• [WHAT TO DO] Each line of the data must be given back verbatim, with pictures removed.

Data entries
....

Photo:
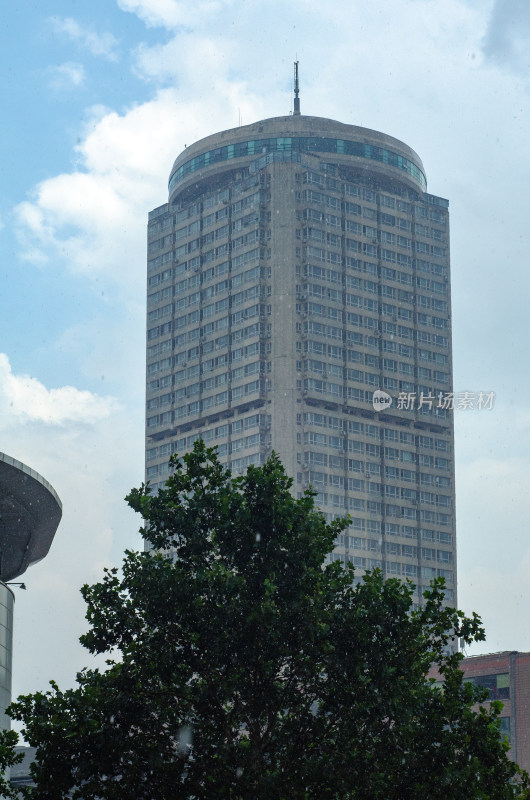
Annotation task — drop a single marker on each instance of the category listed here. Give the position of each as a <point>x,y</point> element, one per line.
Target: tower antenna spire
<point>296,111</point>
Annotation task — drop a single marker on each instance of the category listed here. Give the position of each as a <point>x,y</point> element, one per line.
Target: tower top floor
<point>347,145</point>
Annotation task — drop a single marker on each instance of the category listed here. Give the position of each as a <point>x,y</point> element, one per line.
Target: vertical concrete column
<point>7,601</point>
<point>283,320</point>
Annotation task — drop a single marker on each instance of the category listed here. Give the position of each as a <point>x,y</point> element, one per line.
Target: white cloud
<point>69,75</point>
<point>92,221</point>
<point>26,399</point>
<point>171,14</point>
<point>508,35</point>
<point>99,44</point>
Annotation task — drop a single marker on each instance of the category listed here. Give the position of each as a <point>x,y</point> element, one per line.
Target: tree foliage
<point>239,666</point>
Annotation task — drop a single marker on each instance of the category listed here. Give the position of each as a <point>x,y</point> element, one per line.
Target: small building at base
<point>506,676</point>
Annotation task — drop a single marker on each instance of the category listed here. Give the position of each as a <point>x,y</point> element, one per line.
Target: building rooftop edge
<point>13,462</point>
<point>298,123</point>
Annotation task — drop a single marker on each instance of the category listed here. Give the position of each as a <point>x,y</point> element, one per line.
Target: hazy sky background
<point>98,99</point>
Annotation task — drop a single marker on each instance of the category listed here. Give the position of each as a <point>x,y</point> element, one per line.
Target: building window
<point>498,686</point>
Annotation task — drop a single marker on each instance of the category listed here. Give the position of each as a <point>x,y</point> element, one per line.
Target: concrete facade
<point>299,266</point>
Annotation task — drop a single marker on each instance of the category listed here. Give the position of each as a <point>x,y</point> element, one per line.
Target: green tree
<point>241,667</point>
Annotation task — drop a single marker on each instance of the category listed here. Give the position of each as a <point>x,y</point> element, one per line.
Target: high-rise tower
<point>298,266</point>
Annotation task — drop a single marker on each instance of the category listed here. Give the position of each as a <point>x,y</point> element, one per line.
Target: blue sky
<point>98,100</point>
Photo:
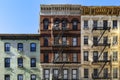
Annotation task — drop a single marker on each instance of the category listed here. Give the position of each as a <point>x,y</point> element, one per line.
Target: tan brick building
<point>60,41</point>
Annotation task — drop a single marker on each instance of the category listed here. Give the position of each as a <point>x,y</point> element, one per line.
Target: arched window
<point>45,24</point>
<point>74,24</point>
<point>64,24</point>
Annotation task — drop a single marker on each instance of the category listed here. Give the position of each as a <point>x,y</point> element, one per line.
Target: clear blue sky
<point>22,16</point>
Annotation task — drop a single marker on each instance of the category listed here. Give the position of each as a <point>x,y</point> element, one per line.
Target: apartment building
<point>60,41</point>
<point>20,57</point>
<point>100,29</point>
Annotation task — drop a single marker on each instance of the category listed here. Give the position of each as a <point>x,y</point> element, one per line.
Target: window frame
<point>54,73</point>
<point>33,64</point>
<point>7,64</point>
<point>20,48</point>
<point>46,74</point>
<point>74,41</point>
<point>20,62</point>
<point>75,58</point>
<point>65,74</point>
<point>32,76</point>
<point>6,76</point>
<point>114,25</point>
<point>86,23</point>
<point>20,75</point>
<point>86,40</point>
<point>115,72</point>
<point>86,55</point>
<point>86,73</point>
<point>7,47</point>
<point>45,24</point>
<point>75,74</point>
<point>33,49</point>
<point>74,24</point>
<point>115,57</point>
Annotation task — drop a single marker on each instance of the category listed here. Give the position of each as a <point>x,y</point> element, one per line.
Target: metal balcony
<point>95,43</point>
<point>101,28</point>
<point>105,76</point>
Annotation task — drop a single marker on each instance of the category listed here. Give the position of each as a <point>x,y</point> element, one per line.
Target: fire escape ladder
<point>102,68</point>
<point>101,52</point>
<point>101,35</point>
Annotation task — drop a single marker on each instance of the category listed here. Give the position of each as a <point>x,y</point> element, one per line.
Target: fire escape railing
<point>59,32</point>
<point>104,45</point>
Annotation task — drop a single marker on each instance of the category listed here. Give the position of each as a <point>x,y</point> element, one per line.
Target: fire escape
<point>97,59</point>
<point>59,45</point>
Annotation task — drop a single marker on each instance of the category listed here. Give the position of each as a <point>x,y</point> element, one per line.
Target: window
<point>46,58</point>
<point>95,55</point>
<point>46,74</point>
<point>20,62</point>
<point>56,40</point>
<point>74,74</point>
<point>115,40</point>
<point>7,62</point>
<point>56,24</point>
<point>45,24</point>
<point>74,57</point>
<point>95,40</point>
<point>20,46</point>
<point>64,57</point>
<point>85,55</point>
<point>115,54</point>
<point>85,24</point>
<point>115,72</point>
<point>95,74</point>
<point>105,72</point>
<point>33,77</point>
<point>85,73</point>
<point>7,77</point>
<point>105,56</point>
<point>64,40</point>
<point>45,41</point>
<point>105,40</point>
<point>7,47</point>
<point>64,24</point>
<point>32,47</point>
<point>65,74</point>
<point>85,40</point>
<point>55,73</point>
<point>33,62</point>
<point>114,24</point>
<point>56,57</point>
<point>105,24</point>
<point>20,76</point>
<point>75,25</point>
<point>74,41</point>
<point>95,23</point>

....

• [ANSWER TO THIS PROBLEM]
Photo:
Annotation task — drop a single marker on each instance of the category listed here. Give the position of each as a <point>x,y</point> element, one per line.
Target: tower antenna spire
<point>296,111</point>
Annotation task — drop a single marker on each instance of the category listed here. Give the position of each as a <point>x,y</point> element, one per line.
Target: tower top floor
<point>347,145</point>
Annotation task — drop a single marker on each instance of the category listed here. Give the position of each as a <point>x,y</point> element, one per line.
Target: vertical concrete column
<point>7,601</point>
<point>283,320</point>
Annotation task — drop a single marker on each instance of the category listed here. Give the position of each as a <point>x,y</point> element, one per line.
Target: white cloud
<point>69,75</point>
<point>92,221</point>
<point>26,399</point>
<point>171,14</point>
<point>508,35</point>
<point>99,44</point>
Annotation task — drop a single marker on each instance of the category listed here. Give the position of each as a <point>x,y</point> element, one per line.
Target: tree foliage
<point>239,666</point>
Annotation task — drop a single marker on each instance of the category listed here. Give the position of each as a <point>x,y</point> element, one per line.
Target: small building at base
<point>506,676</point>
Annotation task — drop a single marker on each instance of the category listed here. Give the position of each as a <point>x,y</point> element, one per line.
Target: building rooftop edge
<point>13,462</point>
<point>298,123</point>
Annotation task — drop a single marker on each instance of the category listed here. Give the position of each as a <point>x,y</point> element, one per line.
Target: hazy sky background
<point>98,99</point>
Annotation task — drop a single marker on each instance of the category listed here. Give the position of each as a <point>x,y</point> element, one per line.
Target: building window
<point>498,686</point>
Annotation task — drop a single marker on each instance of the category listed here. Give the position of each as a <point>x,y</point> element, one per line.
Target: concrete facade
<point>299,266</point>
Annotation task — drop a single marker on each instance of the category listed here. Give the position of each as a <point>x,y</point> element, one per line.
Target: green tree
<point>241,667</point>
Annotation task — drop a single marker on each instance of the category listed here. Give the position of each as a <point>x,y</point> element, one per line.
Target: high-rise tower
<point>298,266</point>
Annotation task — drop a single marker on each instance of the category listed here. Give the position of each as a <point>x,y</point> element, one per line.
Target: blue sky
<point>98,100</point>
Photo:
Annotation task — drop a single marker on each instance of the category listed here. Give the position of each as a <point>x,y</point> element, one per line.
Target: tan brick building
<point>60,41</point>
Annotation task — drop a single marker on each instance of the category listed here. Give the position of each as a <point>x,y</point> element, one per line.
Target: arched window
<point>45,24</point>
<point>74,24</point>
<point>64,24</point>
Annotation task — drop a single marker on each instance of the category listed here. Give the position of each as a <point>x,y</point> element, one per line.
Target: clear blue sky
<point>22,16</point>
Annotation task — drop a single marker on each instance of the category listed here. Give the position of each as a <point>x,y</point> element, one per line.
Target: apartment building
<point>60,41</point>
<point>20,57</point>
<point>100,29</point>
Annotation task — drop a single marker on each instance of the category listed here. Give the position of each as a <point>x,y</point> element, one per line.
Target: window frame
<point>54,73</point>
<point>33,64</point>
<point>7,64</point>
<point>20,48</point>
<point>46,74</point>
<point>74,41</point>
<point>20,62</point>
<point>75,58</point>
<point>65,74</point>
<point>32,76</point>
<point>6,76</point>
<point>114,25</point>
<point>86,23</point>
<point>20,75</point>
<point>86,40</point>
<point>115,72</point>
<point>86,55</point>
<point>86,73</point>
<point>7,47</point>
<point>45,24</point>
<point>75,74</point>
<point>33,49</point>
<point>74,24</point>
<point>115,57</point>
Annotation task — drop a single marker on each instance of the category listed here. Give the position of each as a <point>x,y</point> element, one per line.
Target: metal balcony
<point>95,43</point>
<point>101,28</point>
<point>105,76</point>
Annotation task — drop a single marker on each instance of the category listed here. Give the position of each as a <point>x,y</point> element, one per line.
Target: fire escape ladder
<point>102,68</point>
<point>101,52</point>
<point>101,35</point>
Annotation task — drop a single marker on each instance of the category listed here. Give the position of each as a <point>x,y</point> element, one per line.
Target: fire escape railing
<point>59,32</point>
<point>104,45</point>
Annotation task — drop a single marker on each instance of the category listed here. Give the position of each as a <point>x,y</point> element, one per line.
Target: fire escape
<point>97,59</point>
<point>59,45</point>
Annotation task — drop a single marker on each instance of the category listed here. Give the position of each as a <point>x,y</point> element, one per line.
Target: window
<point>46,58</point>
<point>95,55</point>
<point>46,74</point>
<point>20,62</point>
<point>56,40</point>
<point>74,74</point>
<point>115,40</point>
<point>7,62</point>
<point>56,24</point>
<point>45,24</point>
<point>74,57</point>
<point>95,40</point>
<point>20,46</point>
<point>64,57</point>
<point>85,55</point>
<point>115,54</point>
<point>85,24</point>
<point>115,72</point>
<point>95,74</point>
<point>105,72</point>
<point>33,77</point>
<point>85,73</point>
<point>7,77</point>
<point>105,56</point>
<point>64,40</point>
<point>45,41</point>
<point>105,40</point>
<point>7,47</point>
<point>64,24</point>
<point>32,47</point>
<point>65,74</point>
<point>85,40</point>
<point>55,73</point>
<point>33,62</point>
<point>114,24</point>
<point>56,57</point>
<point>105,24</point>
<point>20,76</point>
<point>75,25</point>
<point>74,41</point>
<point>95,23</point>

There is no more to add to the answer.